[Page excerpt — start]

Introduction

Flow structure is affected by the shear stress distribution in open channels. The flow resistance and characteristics of sediment and deposition are influenced by the bed and wall shear stresses. These shear stresses play important role in the determination of the values of average shear force carried by walls (%SFw). Although experimental studies are widely adopted to measure the shear stress, the exhaustive and laborious procedures of experimental work prompted different approaches such as numerical, analytical and semianalytical methods used to calculate the shear stress distribution (Bonakdari et al. 2015; Hosseini et al. 2019; Sheikh Khozani and Bonakdari 2016; Sterling and Knight 2002; Yang et al. 2012). These new methods are cost efficient and eliminate the difficulties, in particular reducing the errors of experimental works. Using a new method based on the entropy approach and presenting equations for calculating shear stress distribution in open channels with different cross sections of circular and rectangular were investigated (Bonakdari et al. 2015; Sheikh Khozani and Bonakdari 2018; Sheikh and Bonakdari 2016). Numerous researches used the soft computing methods to predict different phenomena in the hydrology and hydraulic fields (Azamathulla and Zahiri 2012; Bonakdari et al. 2018; Sheikh Khozani et al. 2017, 2018, 2019). Sheikh Khozani et al. (2016a, b) estimated %SFw in the smooth and rough boundaries using genetic algorithm artificial (GAA) neural network and genetic programming (GP). Not only the genetic-based modeling technique, the support vector machine (SVM) has also been receiving attention in modeling the reference evapotranspiration (Sheikh Khozani and Bonakdari 2018), stage–discharge relation including the hysteresis effect (Sheikh Khozani et al. 2018), suspended sediment (Yilmaz et al. 2018) and shear stress estimation in circular channels (Sheikh Khozani et al. 2017). Utilizing the advantages of SVR that are not depending on the dimensionality input space for complex computations and excellent generalization capability with high prediction accuracy, this research attempts to investigate the performance of SVR in modeling the percentage of shear force in channels with rough boundaries.

[Page excerpt — finish]
[Provided data — start]

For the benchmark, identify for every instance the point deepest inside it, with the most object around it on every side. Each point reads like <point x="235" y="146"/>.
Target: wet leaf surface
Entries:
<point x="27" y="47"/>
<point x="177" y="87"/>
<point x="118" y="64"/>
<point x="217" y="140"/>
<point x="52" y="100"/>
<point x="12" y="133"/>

[Provided data — finish]

Exercise objective => Resume the introduction on shear stress in open channels with rough boundaries, starting right after its last sentence.

Task response =>
The aim of this paper is to minimize errors in estimating the shear stress distribution. As such, the designing process of more stable channels is permissible by having a more accurate prediction of %SFw. To achieve this goal, the SVR model is extended and the effective parameters of %SFw are determined. To find the most effective parameters, varying input combinations were considered and investigated. Since the kernel functions are very important in the performance of SVR model, different kernel functions were studied and the best kernel function in estimating %SFw is selected. Finally, the performance of the most appropriate SVR model prediction was assessed based on three different regression equations which proposed by Knight (1981), Knight et al. (1984) and Knight et al. (1994).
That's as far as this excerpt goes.